WHAT IS EXPECTED ▸ A complete and exact copy of the data below is required.

Stored data entries
========================

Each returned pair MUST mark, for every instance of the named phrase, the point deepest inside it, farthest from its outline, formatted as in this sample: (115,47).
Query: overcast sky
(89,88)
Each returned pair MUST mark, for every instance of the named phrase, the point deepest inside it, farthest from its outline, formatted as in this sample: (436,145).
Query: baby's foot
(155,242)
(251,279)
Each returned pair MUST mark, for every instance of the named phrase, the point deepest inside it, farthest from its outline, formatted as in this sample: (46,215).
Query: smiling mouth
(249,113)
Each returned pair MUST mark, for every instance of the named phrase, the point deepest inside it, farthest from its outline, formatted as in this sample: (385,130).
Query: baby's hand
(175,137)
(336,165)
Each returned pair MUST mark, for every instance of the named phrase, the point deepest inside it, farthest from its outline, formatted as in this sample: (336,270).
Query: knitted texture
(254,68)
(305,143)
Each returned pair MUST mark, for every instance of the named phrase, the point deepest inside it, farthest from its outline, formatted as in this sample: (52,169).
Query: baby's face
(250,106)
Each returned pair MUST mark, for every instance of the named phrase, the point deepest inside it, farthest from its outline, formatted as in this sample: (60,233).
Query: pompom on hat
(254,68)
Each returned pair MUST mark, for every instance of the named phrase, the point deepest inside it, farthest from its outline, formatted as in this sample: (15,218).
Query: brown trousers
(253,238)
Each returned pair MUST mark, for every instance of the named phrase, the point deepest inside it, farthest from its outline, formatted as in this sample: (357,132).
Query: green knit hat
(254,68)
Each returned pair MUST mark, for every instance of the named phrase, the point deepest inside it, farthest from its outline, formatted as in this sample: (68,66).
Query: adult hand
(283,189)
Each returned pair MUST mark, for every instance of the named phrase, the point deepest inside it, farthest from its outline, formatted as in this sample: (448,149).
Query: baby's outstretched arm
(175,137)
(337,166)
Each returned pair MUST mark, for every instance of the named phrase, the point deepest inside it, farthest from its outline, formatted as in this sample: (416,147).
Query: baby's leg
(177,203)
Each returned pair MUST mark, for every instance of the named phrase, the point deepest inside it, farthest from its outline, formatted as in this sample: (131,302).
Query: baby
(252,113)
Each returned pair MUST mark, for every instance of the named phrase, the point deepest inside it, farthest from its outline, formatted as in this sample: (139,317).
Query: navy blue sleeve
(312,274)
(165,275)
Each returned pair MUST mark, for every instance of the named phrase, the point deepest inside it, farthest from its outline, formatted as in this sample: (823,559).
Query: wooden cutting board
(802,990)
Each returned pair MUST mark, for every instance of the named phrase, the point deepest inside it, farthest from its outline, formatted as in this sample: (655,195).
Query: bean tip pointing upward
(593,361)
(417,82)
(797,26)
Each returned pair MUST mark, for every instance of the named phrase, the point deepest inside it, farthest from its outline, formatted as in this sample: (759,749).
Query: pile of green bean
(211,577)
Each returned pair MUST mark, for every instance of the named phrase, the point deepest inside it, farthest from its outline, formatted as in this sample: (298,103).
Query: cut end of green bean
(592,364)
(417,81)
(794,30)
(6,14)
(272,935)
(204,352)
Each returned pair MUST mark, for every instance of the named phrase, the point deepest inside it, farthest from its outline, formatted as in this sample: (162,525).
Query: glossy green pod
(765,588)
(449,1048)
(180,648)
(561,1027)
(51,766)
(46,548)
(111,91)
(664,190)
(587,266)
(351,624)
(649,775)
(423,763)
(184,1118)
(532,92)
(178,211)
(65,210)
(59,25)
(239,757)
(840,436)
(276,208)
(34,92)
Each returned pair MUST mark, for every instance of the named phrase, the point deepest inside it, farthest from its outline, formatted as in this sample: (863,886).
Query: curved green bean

========================

COMPLETED TASK ▸
Each returned pair MUST mark, for every instance of the named phrase, the point deepest inside it, farthest from its outline, formatted as in this sample: (115,47).
Query: overcast sky
(89,88)
Each returned pair MUST mark, for every instance of the named phrase, the point deepest inside it, farthest from its outline, formatted as in this sample: (436,145).
Query: baby's foot
(155,242)
(251,279)
Each returned pair MUST mark, for every instance of the named phrase, the point deepest inside it, farthest from its outline, formatted as in this sample: (46,215).
Query: smiling mouth
(249,113)
Each returned pair MUST mark, for every instance of the named phrase, the point deepest inside it, farthest from its outline, formatted as in this sample: (385,130).
Query: baby's hand
(175,137)
(336,165)
Each returned pair MUST mark, for every instance of the named phrase, the point deepest inside it, farthest from its outline, formatted as in this sample: (336,270).
Query: knitted texture
(254,68)
(305,143)
Each returned pair MUST mark, for every instance of the named phrase, the point deepest inside it, farthest from its outline, formatted as in this sample: (52,169).
Query: baby's face
(250,106)
Each returned pair MUST mark, for every instance of the named phrase, the point deepest inside it, farthest from its outline, formatted as in this sample: (60,233).
Query: pompom on hat
(254,68)
Each returned pair MUST mark, for every instance of the named phrase, the point deepest inside it, farthest from its outline, formatted as in this sample: (15,218).
Query: brown trousers
(253,238)
Each returned pair MUST mark, for every instance of the named phrase, the point deepest inside it, farthest from its outline, formatted as in this sample: (357,132).
Query: green knit hat
(254,68)
Each returned pair MUST mark, for every instance of the named phrase, the point deepest inside it, farthest from its outline, formatted as in this sample: (68,66).
Query: adult hand
(283,189)
Each returned pair MUST mark, for every instance of the named phrase, the point deepest inside it, farthest from its outline, formatted as in this sample: (448,149).
Query: baby's outstretched arm
(175,137)
(337,166)
Each returned pair MUST mark, for every instance of the named phrase, the point deepest inside it, farthest from its outline, formatted as in this sample: (416,147).
Query: baby's leg
(177,203)
Each returned pair MUST mark, for every instance of the named phrase, the point deepest inside it, farthest from its outline, formatted as in this sample: (131,302).
Query: baby
(252,113)
Each returned pair MUST mark, for every instance of the named phrase, the point deepest inside it, farthest from its outline, formatted as in this sample: (139,317).
Query: navy blue sleeve
(312,274)
(165,275)
Each returned pair MUST mark, for every instance of the named phrase, the point deepest inside it, farthest from its outline, formatted as in this sample: (823,559).
Query: wooden cutting board
(802,990)
Each returned pair MUST mark, for every instance of the named phrase, the point deepest inside it, farthest from its outline, formatted as in this sample: (655,195).
Query: bean tip pointing upward
(593,361)
(417,82)
(797,26)
Each returned pair MUST mark, for every instance of the named phrase, the point deepest inside it, farthest from its outline, formatted as in this sample: (759,749).
Query: pile of green bean
(211,577)
Each returned pair MUST mark, for every instance of the named phrase, the point deepest inside it, farthest from its outline, formatted as in this sample: (298,103).
Query: cut end of green bean
(592,364)
(417,81)
(794,30)
(6,14)
(272,935)
(204,352)
Each returned pair MUST mark, for every instance of the named phrase, the point deepest inside it, farthest from its outline, formatted as in this sample: (162,525).
Query: glossy green pod
(765,588)
(449,1048)
(180,648)
(561,1027)
(51,766)
(46,548)
(111,91)
(664,190)
(587,266)
(351,624)
(649,775)
(423,763)
(184,1118)
(532,92)
(178,211)
(65,210)
(59,25)
(239,757)
(840,436)
(276,208)
(34,92)
Each returned pair MUST mark, for every instance of the named phrase, the point deepest inside it, farthest from its outline, formatted as in this sample: (863,886).
Query: curved green bean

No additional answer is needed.